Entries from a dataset
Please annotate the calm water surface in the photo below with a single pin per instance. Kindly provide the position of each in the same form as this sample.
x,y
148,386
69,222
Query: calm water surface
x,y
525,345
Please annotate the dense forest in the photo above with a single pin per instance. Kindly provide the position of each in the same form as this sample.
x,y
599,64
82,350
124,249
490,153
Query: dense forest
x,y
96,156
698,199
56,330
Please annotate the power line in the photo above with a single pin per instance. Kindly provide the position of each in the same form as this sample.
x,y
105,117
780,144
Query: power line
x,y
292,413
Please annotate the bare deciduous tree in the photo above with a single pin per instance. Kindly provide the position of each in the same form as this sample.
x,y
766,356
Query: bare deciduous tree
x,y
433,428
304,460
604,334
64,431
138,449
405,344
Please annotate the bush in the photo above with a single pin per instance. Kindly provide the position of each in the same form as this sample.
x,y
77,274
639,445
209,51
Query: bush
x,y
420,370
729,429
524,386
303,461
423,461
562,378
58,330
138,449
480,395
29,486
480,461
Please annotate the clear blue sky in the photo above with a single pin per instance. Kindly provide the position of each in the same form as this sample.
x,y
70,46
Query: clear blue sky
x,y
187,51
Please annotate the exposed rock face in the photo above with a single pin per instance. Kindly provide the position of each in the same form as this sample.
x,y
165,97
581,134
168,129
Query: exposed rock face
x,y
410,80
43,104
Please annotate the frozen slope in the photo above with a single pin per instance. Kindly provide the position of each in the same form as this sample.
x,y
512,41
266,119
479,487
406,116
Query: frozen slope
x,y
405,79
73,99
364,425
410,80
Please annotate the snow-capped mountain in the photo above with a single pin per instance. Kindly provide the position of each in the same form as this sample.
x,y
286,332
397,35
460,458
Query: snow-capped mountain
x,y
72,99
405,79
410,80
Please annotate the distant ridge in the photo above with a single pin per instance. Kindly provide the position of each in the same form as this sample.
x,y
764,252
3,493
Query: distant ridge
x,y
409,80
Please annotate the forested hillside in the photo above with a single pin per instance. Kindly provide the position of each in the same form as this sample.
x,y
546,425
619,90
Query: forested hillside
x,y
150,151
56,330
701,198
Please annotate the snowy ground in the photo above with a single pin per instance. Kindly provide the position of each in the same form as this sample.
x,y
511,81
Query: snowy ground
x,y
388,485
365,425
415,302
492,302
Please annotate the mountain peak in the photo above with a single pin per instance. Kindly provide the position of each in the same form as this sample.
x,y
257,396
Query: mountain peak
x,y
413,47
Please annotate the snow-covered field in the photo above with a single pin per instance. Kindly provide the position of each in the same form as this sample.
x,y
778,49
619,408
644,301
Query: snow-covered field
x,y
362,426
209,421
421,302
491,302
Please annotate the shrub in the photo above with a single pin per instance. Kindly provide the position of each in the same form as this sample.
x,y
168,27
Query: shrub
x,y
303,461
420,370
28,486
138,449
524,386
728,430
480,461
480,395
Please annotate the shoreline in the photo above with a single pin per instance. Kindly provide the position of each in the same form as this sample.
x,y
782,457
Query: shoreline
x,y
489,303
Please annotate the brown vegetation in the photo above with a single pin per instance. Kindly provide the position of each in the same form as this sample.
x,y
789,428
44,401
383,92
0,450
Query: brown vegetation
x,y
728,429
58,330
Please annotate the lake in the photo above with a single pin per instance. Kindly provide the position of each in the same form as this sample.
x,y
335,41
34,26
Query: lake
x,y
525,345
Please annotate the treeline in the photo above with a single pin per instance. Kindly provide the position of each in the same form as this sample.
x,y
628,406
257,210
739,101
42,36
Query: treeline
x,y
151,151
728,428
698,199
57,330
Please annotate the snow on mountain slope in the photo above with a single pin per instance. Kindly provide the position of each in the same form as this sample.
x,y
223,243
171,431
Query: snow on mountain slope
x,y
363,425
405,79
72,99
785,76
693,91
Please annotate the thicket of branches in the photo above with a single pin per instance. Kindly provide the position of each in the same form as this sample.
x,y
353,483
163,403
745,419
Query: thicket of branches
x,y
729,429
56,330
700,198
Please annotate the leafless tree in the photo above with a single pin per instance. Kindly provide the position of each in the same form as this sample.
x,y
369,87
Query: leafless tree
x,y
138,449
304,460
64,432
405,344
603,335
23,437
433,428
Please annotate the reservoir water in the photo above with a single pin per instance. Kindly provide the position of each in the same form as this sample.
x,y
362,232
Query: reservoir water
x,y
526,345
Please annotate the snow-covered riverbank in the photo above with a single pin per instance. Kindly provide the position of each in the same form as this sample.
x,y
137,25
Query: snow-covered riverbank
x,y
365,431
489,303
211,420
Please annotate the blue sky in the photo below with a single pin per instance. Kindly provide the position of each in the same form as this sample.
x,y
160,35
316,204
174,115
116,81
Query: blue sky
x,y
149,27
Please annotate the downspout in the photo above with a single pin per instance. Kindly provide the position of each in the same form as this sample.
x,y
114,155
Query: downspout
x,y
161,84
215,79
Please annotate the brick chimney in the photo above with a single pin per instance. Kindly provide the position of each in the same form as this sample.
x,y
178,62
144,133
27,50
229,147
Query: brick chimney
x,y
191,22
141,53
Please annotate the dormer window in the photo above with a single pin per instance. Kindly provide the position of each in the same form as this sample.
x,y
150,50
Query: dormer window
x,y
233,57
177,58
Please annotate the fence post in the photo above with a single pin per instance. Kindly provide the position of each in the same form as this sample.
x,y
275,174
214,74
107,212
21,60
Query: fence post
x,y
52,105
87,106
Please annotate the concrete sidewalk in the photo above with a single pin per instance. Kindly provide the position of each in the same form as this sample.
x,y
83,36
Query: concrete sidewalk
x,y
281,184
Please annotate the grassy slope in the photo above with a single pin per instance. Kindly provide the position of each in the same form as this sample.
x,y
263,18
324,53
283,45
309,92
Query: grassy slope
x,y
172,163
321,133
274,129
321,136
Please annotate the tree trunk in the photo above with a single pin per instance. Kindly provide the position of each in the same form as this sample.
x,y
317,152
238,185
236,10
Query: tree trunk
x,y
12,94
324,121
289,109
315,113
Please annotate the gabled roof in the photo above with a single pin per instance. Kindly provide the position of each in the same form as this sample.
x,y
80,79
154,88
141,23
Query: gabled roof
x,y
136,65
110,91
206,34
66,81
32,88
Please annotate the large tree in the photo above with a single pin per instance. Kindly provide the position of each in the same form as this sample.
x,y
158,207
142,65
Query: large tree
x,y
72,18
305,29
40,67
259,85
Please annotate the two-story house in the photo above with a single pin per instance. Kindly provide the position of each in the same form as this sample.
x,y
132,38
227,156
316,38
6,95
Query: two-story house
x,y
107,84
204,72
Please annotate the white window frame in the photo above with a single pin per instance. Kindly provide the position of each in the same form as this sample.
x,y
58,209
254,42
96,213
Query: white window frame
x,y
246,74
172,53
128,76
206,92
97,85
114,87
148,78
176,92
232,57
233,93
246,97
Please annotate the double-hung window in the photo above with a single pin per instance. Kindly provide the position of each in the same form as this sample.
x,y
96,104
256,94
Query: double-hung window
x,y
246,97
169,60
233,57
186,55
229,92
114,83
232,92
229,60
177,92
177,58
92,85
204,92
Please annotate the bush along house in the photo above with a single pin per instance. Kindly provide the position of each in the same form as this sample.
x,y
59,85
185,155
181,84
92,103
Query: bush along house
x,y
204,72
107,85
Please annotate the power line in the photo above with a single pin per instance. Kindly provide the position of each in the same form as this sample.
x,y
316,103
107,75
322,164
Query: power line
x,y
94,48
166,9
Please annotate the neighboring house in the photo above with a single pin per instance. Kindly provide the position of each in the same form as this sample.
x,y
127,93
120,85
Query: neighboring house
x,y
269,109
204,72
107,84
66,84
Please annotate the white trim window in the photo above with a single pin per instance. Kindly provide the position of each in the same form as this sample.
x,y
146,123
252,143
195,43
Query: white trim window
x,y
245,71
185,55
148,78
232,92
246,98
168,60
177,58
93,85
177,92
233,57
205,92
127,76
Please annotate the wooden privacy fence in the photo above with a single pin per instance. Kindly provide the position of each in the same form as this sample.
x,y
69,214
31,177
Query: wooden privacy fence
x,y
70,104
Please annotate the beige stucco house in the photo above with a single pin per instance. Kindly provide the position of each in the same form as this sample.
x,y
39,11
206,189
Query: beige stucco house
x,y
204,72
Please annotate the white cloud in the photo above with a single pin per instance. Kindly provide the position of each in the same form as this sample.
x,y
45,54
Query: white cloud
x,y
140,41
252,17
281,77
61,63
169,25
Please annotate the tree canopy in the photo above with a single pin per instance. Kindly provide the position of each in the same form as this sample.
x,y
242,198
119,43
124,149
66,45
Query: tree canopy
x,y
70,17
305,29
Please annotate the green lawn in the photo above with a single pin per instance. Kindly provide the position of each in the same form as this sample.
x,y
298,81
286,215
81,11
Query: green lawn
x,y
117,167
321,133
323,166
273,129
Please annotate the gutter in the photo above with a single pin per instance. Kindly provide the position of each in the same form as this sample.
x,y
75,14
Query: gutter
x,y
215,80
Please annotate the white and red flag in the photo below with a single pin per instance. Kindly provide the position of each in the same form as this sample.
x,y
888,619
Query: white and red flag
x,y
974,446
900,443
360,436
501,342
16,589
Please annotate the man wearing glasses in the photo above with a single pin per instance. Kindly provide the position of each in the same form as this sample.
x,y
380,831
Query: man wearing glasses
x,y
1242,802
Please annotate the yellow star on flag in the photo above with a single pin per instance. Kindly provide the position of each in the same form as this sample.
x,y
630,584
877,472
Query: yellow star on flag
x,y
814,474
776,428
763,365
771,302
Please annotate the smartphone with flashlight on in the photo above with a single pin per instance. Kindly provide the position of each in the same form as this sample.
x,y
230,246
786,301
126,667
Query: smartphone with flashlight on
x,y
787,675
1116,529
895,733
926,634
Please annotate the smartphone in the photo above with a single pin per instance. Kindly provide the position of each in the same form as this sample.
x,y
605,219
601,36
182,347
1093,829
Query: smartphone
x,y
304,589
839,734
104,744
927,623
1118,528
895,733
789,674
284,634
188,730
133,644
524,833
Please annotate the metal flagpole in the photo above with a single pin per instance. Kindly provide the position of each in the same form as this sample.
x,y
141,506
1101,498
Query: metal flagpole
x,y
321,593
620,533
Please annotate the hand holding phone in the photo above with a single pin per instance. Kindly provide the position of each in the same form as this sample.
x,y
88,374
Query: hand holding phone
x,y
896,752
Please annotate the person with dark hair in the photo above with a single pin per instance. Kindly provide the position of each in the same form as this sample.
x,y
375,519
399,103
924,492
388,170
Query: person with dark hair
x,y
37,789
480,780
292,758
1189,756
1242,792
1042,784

(Directions for this task):
Retype exactly the lines from the one containing "Please annotate the man" through the last line of the records above, including both.

(Final answer):
Please annotate the man wearing glasses in the photo above with a single pin per instance. Kindly provide the position of each in the same form as this sample.
x,y
380,831
Query: man wearing glasses
x,y
1242,802
Please annotate the yellow star on flag in the photo above with a single pin per instance. Kindly provide the position of each in the same form as this sample.
x,y
630,584
877,472
Query: yellow star on flag
x,y
814,474
776,428
763,365
771,302
Please annotate the smartphone with flashlight on in the photo above with a single pin per instance. Kindly provide the position of each in the same form as this sample.
x,y
230,246
786,301
126,667
Query: smartphone with flashlight on
x,y
787,675
1116,529
895,733
926,634
Please annotate the smartphone in the photo above with a single pin per instance. Kindly provide the position of each in the same form as this sample.
x,y
605,219
601,36
182,347
1093,829
Query: smartphone
x,y
304,589
839,734
104,744
927,623
1118,528
895,733
789,674
284,634
188,730
133,644
524,833
Please annotate the metal flagpole in the photo above with a single pin per instance. Kindly provide the position of each in the same form as this sample.
x,y
141,506
1101,498
Query: metal flagpole
x,y
321,593
620,533
Please annotate the hand holding phone in the photo above with a single pin per instance. Kindly provide the position of each in the same form as this sample.
x,y
88,374
Query: hand holding phone
x,y
896,752
Please annotate the person with dark hair in the photo above with a single pin per instance. Kindly provide the position of each in the same form as this sample.
x,y
375,519
399,103
924,492
388,170
Query: person with dark hair
x,y
37,789
480,780
292,758
1189,756
1242,792
1042,784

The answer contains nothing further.